Directions
1. Could you give the rocBLAS fault report again, starting with "Until then the" and going on through "save triage time)", but swap "trigger" for "fault condition"?
2. Can you extend the rocBLAS fault report past its final sentence?

Text excerpt
Until then the trigger is reachable via any `gemm_ex` with this selection: bf16, M=608/N=5376/K=21504, **transposed/column-major B** (the `DTVB1` path), on gfx1201 with the Tensile backend.

# Ruled out (to save triage time)

| Hypothesis | Evidence |
|---|---|
| Asynchronous / concurrency race | Persists under `AMD_SERIALIZE_KERNEL=3 HIP_LAUNCH_BLOCKING=1`. |
| Caller passed an undersized / wrong-shape operand | Both operands logged, valid, contiguous as expected; fault is ~1 GB from either boundary, not adjacent. |
| bitsandbytes NF4 dequant kernel | Dequant kernels succeed every iteration; fault is in the GEMM consuming their output. |
| hipBLASLt | `TORCH_USE_HIPBLASLT=1` was tried — hipBLASLt has **no kernel** for this `MT64x64x64 DTVB1` shape (logs `Cannot find the function` ×6) and falls back to this same Tensile kernel; fault persists. |
| Allocator placement / fragmentation | `PYTORCH_HIP_ALLOC_CONF` GC-threshold and `expandable_segments` changes do not move or eliminate the fault (`expandable_segments` is in fact ignored on gfx1201). |
| OOM | VRAM at fault ~21 GB allocated / ~28 GB reserved of 32 GB — within headroom. |

# Open / unconfirmed

- **Column-major B as the trigger is observed, not yet proven.** Every faulting call has a `stride=(1,K)` B operand and the `DTVB1` kernel flag, and the same tile succeeds on other shapes — strong correlation. Forcing the dequantized weight row-major at the framework (Python) level does **not** change the outcome and does **not** test the hypothesis: bitsandbytes sets the transpose via the BLAS `transB` flag (the `A @ Wᵀ` call structure), not via the tensor's physical stride, so a Python `.contiguous()` never reaches the rocBLAS descriptor (the `DTVB1` kernel still dispatches and still faults). The definitive test is at the rocBLAS layer: run the captured `rocblas-bench` line with `--transposeB T` (reproduces) vs. an equivalent `--transposeB N` (row-major B → `DTVB0`, a different tile) and compare. That experiment is folded into the reproducer capture above.
- **Output buffer not instrumented.** A page-not-present is formally consistent with an OOB *write* to C rather than a wild *read* of an input. Considered implausible (C is ~6 MB and the fault is ~1 GB away) but not ruled out by instrumentation.

Dataset content
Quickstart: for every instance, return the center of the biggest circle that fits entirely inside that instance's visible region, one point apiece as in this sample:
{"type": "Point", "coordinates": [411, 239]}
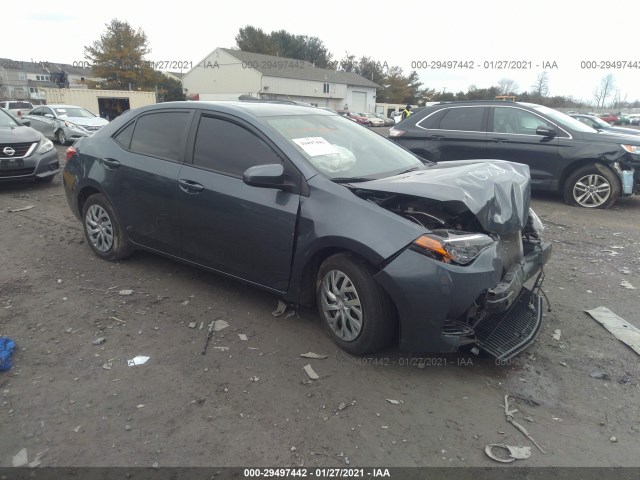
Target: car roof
{"type": "Point", "coordinates": [257, 109]}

Replies
1.
Until then the fault condition is reachable via any `gemm_ex` with this selection: bf16, M=608/N=5376/K=21504, **transposed/column-major B** (the `DTVB1` path), on gfx1201 with the Tensile backend.

# Ruled out (to save triage time)

2.
# Impact

Blocks NF4 QLoRA fine-tuning of large models (Gemma-4-31B) on gfx1201/RDNA4 under ROCm 7.2 — any backward pass that dispatches this tile faults. No userspace workaround found (hipBLASLt lacks the kernel; allocator/serialization knobs don't help).

# Possibly related

- [rocm-libraries#6166](https://github.com/ROCm/rocm-libraries/issues/6166) — rocBLAS unit tests (`dot_ex`) on gfx1201 produce the **identical** `Memory access fault … Page not present` signature with **no** PyTorch/bitsandbytes in the picture. Strongest corroboration that gfx1201 rocBLAS kernels page-fault at the library level; likely an in-house-runnable repro of the same class of bug.
- [rocm-libraries#4097](https://github.com/ROCm/rocm-libraries/issues/4097) — same kernel family (`MT64x64x64 … DTVB1 … ISA1201`) on Windows, but the *missing-kernel* (`hipErrorNotFound`) mode rather than a present-but-faulting kernel. Suggests the `DTVB1` ISA1201 `MT64x64x64` tiles are the trouble spot for gfx1201.
- [rocm-libraries#7192](https://github.com/ROCm/rocm-libraries/issues/7192) — same GPU (R9700); a wrong-Tensile-file (`gfx1200.dat`) lookup. **Ruled out as our mechanism** (we confirmed the gfx1201 library is present and the kernel is `ISA1201`), included as same-hardware context.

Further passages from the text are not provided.